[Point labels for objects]
++++

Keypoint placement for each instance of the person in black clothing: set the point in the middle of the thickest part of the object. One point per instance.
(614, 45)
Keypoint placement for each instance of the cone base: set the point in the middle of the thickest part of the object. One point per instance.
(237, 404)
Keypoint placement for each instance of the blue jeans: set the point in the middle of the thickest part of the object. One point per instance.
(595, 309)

++++

* [Required task]:
Write out all of the material above word for word, keeping every line unchanged.

* [Expected output]:
Keypoint placement for each instance of the person in black clothing: set the point in the middle of the thickest part of the object. One point per instance.
(614, 45)
Keypoint placement for each instance of the cone base: set the point in the middle of the thickest part of the object. One point per instance.
(237, 404)
Keypoint placement for each instance of the blue jeans: set the point in the middle of the thickest part of the object. One point per instance.
(595, 309)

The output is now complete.